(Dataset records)
********************

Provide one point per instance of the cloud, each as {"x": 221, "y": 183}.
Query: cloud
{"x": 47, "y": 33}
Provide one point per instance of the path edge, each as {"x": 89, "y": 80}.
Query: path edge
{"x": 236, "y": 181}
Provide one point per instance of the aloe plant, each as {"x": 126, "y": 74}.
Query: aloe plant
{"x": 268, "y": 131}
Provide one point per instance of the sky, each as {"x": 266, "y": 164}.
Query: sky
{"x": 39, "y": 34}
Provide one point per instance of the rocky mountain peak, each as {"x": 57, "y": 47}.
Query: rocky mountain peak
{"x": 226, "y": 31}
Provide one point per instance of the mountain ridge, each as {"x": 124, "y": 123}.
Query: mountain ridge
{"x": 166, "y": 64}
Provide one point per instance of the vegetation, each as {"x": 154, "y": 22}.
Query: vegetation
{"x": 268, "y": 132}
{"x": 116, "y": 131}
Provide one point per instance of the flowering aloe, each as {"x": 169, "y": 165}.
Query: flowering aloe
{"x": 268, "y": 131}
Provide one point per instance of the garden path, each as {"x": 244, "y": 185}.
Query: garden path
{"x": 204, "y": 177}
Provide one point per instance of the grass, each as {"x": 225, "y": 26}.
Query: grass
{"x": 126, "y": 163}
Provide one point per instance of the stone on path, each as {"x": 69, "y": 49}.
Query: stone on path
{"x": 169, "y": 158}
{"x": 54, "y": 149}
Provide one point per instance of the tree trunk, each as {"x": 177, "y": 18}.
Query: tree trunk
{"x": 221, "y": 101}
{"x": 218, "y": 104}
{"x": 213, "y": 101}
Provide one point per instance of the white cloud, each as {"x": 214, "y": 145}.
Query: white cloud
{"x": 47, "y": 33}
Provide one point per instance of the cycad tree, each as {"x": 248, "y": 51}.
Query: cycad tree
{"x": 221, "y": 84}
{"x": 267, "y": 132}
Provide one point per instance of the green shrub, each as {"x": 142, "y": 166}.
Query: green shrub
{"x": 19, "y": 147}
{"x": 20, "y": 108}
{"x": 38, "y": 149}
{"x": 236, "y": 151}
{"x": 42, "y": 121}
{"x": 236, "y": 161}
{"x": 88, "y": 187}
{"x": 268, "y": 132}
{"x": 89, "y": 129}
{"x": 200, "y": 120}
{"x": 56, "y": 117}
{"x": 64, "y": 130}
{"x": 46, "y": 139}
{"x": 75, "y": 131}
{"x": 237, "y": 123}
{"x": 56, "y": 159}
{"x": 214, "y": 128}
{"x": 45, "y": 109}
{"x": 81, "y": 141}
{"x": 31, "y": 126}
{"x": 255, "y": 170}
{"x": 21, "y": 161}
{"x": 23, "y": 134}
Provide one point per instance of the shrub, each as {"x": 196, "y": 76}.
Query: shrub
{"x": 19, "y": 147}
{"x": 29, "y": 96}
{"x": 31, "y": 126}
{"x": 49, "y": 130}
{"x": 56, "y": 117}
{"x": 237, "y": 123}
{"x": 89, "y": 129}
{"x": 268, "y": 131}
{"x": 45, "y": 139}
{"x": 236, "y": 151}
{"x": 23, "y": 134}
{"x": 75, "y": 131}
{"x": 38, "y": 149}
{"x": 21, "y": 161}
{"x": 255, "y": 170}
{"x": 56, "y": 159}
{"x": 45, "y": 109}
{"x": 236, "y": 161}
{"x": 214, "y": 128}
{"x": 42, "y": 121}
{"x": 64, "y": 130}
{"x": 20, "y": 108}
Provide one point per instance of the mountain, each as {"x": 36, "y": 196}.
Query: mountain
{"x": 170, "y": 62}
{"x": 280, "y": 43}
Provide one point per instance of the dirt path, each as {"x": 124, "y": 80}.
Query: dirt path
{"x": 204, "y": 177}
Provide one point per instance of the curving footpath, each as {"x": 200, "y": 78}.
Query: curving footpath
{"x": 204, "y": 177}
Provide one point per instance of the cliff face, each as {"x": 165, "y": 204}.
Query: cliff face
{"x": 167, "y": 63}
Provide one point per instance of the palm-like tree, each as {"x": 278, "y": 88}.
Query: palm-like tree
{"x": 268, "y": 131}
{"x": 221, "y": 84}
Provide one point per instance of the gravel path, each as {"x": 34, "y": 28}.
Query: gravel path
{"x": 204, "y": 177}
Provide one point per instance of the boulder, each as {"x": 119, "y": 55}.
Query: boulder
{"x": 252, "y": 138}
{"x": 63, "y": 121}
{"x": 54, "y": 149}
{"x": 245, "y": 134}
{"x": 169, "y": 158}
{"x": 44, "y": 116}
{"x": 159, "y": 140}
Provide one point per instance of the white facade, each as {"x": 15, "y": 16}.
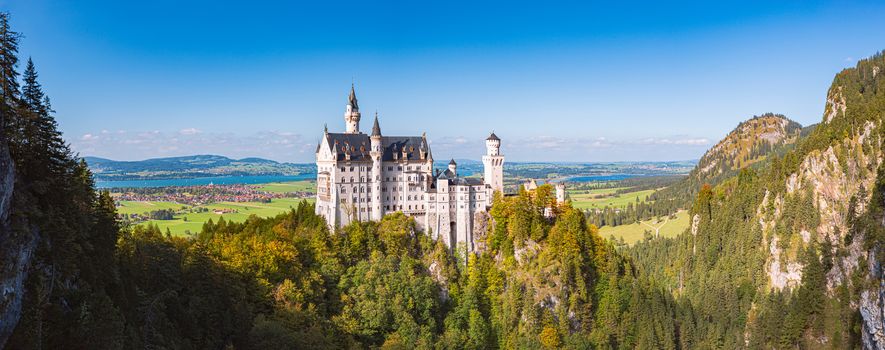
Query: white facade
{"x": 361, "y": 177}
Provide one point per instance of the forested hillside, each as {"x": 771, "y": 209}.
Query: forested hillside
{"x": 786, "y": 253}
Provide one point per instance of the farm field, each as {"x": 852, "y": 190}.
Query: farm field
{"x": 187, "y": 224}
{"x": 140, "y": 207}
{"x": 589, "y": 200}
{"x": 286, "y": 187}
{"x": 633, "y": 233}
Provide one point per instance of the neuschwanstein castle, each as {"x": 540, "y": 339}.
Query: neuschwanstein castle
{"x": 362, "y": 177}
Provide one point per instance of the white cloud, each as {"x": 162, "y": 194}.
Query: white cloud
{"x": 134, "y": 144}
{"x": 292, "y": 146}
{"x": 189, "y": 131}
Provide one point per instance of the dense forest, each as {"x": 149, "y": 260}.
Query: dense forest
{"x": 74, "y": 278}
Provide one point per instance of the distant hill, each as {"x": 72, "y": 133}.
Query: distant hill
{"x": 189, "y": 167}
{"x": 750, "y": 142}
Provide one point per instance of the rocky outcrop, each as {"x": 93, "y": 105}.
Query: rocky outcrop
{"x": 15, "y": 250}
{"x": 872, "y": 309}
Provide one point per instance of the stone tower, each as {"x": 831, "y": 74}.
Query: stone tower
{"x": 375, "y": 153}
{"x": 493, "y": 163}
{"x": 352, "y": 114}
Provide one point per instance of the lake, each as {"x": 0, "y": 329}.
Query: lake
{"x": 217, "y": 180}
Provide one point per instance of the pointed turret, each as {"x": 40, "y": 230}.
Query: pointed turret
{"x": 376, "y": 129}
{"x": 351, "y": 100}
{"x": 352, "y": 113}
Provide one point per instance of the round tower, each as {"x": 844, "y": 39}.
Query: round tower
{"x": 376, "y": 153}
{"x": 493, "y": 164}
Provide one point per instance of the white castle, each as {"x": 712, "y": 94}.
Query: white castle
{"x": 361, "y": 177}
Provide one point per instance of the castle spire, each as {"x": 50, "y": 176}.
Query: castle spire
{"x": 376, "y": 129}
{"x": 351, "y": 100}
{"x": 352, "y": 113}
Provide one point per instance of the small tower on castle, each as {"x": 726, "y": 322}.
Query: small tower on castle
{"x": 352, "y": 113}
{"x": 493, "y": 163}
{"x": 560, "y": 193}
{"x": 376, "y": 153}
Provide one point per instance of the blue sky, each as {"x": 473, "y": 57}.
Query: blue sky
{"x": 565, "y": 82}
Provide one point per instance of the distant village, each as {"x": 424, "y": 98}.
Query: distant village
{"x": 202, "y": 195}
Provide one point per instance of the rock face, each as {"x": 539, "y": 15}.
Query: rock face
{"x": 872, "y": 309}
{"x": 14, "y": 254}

********************

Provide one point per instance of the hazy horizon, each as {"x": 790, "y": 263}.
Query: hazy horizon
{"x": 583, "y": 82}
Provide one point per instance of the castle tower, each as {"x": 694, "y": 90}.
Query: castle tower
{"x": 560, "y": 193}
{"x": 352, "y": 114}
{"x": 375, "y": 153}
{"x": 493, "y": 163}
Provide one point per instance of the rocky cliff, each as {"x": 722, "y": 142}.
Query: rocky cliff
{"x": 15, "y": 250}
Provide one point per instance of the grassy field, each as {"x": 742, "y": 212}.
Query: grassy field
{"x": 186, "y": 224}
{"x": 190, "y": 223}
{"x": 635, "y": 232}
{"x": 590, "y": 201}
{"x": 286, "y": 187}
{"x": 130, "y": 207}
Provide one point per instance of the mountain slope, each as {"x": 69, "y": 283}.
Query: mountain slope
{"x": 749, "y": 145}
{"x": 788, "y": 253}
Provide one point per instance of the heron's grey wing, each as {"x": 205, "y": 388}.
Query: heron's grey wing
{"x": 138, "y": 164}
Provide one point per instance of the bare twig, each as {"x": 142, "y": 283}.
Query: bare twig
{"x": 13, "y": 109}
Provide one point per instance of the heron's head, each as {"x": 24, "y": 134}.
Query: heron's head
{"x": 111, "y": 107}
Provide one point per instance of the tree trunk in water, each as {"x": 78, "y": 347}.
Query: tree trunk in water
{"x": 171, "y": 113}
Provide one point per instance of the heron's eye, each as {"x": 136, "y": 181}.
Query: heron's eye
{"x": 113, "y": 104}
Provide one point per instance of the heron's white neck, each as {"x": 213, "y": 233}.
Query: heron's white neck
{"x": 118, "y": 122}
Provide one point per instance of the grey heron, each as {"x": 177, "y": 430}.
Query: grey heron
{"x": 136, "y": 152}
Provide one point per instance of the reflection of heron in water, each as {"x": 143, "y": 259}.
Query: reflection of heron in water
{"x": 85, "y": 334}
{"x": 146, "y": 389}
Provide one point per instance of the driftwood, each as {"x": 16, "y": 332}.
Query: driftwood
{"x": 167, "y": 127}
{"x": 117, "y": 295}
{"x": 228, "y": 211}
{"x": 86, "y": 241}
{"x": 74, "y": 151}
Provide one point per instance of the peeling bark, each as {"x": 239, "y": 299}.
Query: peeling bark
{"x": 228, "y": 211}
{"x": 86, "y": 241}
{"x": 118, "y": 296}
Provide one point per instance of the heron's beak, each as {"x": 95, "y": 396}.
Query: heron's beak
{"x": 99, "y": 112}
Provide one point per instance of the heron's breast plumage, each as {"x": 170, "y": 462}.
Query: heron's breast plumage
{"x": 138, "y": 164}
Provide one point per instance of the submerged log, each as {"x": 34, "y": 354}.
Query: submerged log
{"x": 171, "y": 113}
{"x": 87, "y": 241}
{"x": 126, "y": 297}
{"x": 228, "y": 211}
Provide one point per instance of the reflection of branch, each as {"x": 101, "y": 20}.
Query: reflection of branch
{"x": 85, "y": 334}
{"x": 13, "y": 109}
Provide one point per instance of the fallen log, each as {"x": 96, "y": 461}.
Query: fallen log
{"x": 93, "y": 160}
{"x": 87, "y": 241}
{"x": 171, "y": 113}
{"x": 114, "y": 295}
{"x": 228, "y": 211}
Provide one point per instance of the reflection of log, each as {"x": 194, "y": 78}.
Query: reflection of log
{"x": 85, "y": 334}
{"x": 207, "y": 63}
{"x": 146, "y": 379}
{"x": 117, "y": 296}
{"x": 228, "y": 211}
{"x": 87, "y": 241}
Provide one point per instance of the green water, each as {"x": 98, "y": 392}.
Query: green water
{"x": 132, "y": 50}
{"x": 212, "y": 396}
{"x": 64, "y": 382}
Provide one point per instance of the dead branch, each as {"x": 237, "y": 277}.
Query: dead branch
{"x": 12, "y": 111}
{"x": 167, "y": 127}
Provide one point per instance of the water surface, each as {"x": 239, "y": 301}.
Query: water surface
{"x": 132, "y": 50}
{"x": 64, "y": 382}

********************

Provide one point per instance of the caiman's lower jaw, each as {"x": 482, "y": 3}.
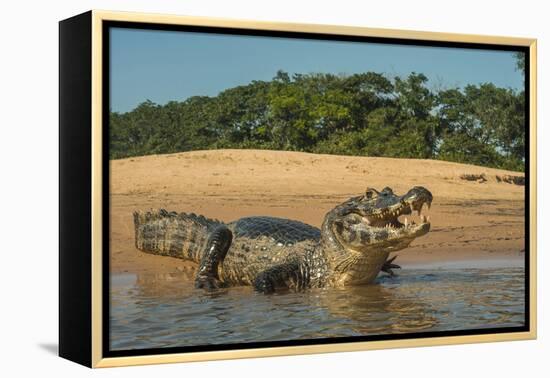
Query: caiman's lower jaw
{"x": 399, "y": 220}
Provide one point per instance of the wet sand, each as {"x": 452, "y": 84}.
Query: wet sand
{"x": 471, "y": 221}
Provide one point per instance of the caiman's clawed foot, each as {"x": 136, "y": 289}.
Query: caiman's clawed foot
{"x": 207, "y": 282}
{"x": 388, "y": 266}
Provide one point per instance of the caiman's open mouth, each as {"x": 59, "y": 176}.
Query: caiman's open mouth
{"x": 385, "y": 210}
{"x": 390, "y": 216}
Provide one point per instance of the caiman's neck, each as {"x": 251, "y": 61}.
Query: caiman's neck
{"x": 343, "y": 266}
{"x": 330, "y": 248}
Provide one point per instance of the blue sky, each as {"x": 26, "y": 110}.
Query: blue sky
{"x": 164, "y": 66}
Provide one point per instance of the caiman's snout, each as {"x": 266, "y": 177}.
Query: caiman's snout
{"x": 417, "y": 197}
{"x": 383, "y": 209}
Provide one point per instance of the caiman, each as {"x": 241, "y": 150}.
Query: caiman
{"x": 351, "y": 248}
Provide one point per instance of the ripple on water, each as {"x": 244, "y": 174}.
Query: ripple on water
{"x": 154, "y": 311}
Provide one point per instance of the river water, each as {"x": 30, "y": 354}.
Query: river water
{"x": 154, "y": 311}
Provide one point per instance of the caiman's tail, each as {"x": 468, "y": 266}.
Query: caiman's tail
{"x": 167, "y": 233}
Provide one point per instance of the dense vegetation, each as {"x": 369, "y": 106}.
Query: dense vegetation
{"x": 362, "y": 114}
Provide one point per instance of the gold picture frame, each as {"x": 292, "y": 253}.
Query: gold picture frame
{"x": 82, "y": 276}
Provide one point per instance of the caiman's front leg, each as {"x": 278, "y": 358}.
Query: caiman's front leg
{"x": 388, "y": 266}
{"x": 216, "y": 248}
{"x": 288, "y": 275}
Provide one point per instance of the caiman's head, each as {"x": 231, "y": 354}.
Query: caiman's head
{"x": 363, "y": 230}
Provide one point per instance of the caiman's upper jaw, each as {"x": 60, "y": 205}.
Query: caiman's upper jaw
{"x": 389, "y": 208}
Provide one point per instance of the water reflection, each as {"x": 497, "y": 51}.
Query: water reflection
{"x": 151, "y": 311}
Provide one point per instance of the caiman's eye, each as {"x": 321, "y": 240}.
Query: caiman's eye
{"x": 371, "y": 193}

********************

> What you should do
How many lines in the rows above contain the word "small"? Reply with the number alone.

> Written solution
2